▶ _WHAT TO DO_: Please count how many lines below contain the word "interaction" and reply with only that number.

▶ _INPUT MATERIAL_:
══════

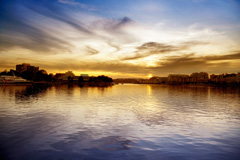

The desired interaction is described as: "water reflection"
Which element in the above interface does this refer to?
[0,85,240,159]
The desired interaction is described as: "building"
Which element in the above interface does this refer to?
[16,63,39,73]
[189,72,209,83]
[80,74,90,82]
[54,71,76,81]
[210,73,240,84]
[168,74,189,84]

══════

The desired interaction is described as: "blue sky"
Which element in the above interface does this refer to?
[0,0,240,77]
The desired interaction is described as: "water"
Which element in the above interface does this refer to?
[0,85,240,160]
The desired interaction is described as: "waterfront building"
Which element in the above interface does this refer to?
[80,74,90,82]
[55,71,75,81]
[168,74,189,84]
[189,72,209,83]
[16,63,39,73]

══════

▶ _WRITTEN SOLUTION_: 5